* TASK INPUTS *
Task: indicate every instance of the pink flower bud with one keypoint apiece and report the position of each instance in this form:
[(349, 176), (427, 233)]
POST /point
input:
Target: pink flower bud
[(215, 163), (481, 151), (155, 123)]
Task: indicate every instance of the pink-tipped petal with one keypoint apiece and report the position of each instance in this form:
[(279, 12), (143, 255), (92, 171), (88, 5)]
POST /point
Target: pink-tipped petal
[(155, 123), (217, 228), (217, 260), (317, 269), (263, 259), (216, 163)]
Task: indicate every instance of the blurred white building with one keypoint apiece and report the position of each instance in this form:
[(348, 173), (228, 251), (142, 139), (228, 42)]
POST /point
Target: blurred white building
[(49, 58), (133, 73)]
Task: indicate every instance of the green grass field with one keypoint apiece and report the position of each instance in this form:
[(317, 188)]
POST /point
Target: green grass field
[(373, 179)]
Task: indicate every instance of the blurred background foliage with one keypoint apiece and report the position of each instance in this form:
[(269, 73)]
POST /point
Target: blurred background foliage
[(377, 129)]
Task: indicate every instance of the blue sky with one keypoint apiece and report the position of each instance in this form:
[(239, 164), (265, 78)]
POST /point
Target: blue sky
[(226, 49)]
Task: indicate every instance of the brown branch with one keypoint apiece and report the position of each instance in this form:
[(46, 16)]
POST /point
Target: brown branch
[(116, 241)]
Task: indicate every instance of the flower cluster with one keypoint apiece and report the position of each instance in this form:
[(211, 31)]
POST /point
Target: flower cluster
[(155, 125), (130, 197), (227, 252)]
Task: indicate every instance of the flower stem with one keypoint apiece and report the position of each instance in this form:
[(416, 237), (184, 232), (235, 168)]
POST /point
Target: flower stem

* SET PROBLEM *
Switch "pink flower bud" to "pink blossom" in the stretch of lines from the start through the line containing "[(215, 163), (481, 151), (155, 123)]", leaving everything else unchanged. Give back only those lines.

* RESPONSE *
Task: indicate every instance of the pink blossom with one keypoint apiece and report the position of each instance in this form:
[(349, 176), (427, 233)]
POST /point
input:
Target: pink blossom
[(215, 163), (481, 151), (155, 123)]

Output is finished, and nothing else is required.